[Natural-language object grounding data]
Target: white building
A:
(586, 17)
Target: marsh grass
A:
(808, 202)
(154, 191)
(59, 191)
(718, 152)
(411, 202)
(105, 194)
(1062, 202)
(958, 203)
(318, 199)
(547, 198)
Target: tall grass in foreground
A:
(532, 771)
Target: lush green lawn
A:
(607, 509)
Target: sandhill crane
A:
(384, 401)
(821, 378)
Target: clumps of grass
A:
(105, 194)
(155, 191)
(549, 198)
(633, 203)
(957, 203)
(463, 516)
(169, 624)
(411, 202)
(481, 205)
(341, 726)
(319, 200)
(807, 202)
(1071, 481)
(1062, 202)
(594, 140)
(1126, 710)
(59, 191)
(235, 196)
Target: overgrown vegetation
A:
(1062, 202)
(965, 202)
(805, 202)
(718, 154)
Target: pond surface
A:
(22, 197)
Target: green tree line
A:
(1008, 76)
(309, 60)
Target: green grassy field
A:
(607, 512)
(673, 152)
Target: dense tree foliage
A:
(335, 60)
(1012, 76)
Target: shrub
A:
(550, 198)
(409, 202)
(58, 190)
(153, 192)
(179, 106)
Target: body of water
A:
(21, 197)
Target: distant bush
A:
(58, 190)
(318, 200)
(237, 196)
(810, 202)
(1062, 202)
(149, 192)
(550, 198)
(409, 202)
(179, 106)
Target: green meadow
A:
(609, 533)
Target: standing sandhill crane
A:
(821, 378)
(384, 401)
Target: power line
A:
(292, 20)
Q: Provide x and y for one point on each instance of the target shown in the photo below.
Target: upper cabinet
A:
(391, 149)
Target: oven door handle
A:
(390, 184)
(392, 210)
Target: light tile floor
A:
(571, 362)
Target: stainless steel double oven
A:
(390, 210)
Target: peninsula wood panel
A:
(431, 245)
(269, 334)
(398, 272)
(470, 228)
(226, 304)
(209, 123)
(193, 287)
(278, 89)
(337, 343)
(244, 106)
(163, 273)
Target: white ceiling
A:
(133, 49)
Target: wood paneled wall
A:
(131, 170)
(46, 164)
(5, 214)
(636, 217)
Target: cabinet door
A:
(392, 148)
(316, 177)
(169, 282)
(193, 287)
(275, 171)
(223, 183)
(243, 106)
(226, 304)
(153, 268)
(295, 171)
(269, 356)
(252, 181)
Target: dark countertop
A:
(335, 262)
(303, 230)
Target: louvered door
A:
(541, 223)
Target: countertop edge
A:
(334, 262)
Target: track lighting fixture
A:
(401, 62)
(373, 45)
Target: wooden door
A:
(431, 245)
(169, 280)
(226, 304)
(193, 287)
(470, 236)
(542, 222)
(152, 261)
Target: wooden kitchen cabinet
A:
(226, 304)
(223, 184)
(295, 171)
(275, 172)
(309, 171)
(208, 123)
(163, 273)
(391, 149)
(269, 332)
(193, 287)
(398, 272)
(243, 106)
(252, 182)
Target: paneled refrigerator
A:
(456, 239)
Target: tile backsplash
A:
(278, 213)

---

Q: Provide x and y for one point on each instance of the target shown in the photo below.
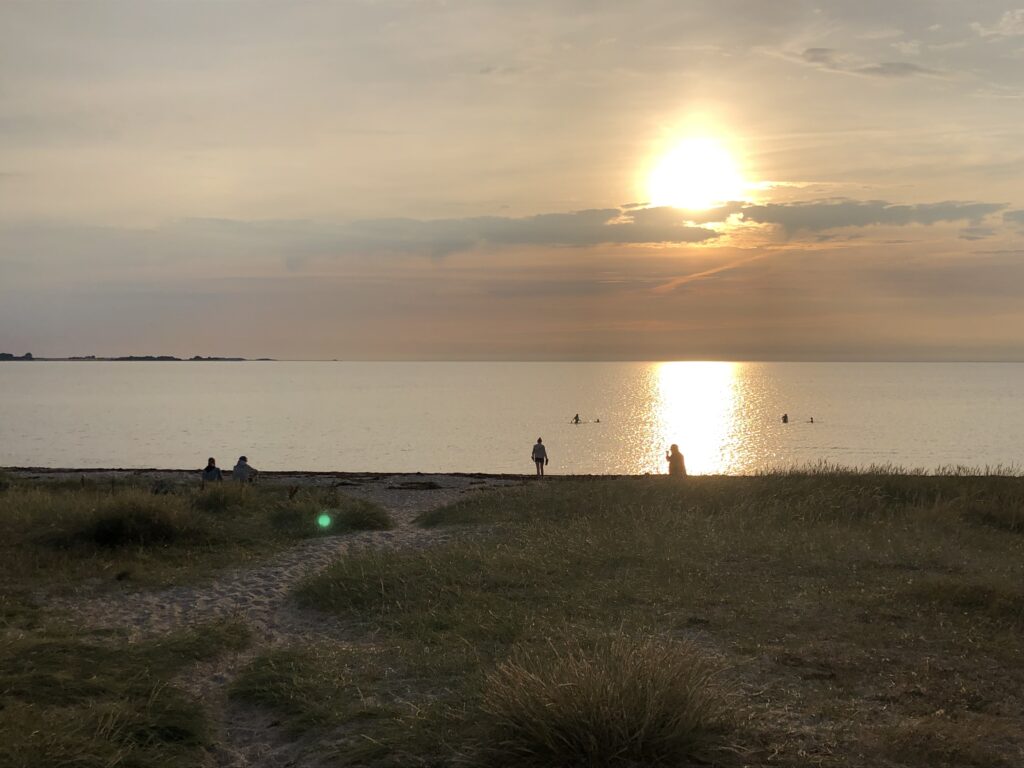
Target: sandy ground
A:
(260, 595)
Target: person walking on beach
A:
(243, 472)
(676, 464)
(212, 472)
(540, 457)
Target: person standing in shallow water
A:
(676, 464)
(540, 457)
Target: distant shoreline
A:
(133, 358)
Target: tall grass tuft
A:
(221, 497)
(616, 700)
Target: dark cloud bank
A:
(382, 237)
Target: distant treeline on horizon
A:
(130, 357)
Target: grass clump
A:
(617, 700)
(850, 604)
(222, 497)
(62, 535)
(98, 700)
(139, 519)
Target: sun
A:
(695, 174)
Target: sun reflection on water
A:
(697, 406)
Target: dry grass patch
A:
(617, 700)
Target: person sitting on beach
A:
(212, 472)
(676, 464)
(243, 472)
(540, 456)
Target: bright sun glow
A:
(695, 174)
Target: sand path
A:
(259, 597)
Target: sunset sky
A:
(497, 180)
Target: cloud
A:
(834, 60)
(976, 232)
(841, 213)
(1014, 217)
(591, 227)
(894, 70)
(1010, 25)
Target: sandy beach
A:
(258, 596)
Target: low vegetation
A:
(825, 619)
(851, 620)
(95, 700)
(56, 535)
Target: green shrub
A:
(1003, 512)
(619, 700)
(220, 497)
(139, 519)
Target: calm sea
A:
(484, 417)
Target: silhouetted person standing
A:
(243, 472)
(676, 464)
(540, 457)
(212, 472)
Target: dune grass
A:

*WHAT THE TASK REQUIRES*. Would you please repeat exactly the lines above, starting at the line with "Target: person standing in shallow water" and stopping at the line with "Target: low vegetation", both included?

*SOLUTION FOR THIS TASK*.
Target: person standing in shallow water
A:
(676, 464)
(540, 457)
Target: distant shoreline
A:
(133, 358)
Target: tall grass tuft
A:
(221, 497)
(616, 700)
Target: dark cloud bank
A:
(382, 237)
Target: distant treeline on horizon
A:
(130, 357)
Target: grass clump
A:
(617, 700)
(850, 604)
(222, 497)
(62, 535)
(98, 700)
(139, 519)
Target: sun
A:
(695, 174)
Target: sun reflection on water
A:
(697, 406)
Target: dry grass patch
A:
(617, 700)
Target: person sitting on beach
A:
(212, 472)
(676, 464)
(243, 472)
(540, 456)
Target: bright sun glow
A:
(695, 174)
Target: sand path
A:
(259, 597)
Target: sunset sky
A:
(497, 180)
Target: cloud
A:
(834, 60)
(976, 232)
(841, 213)
(1014, 217)
(591, 227)
(894, 70)
(1010, 25)
Target: sandy beach
A:
(258, 596)
Target: low vegetation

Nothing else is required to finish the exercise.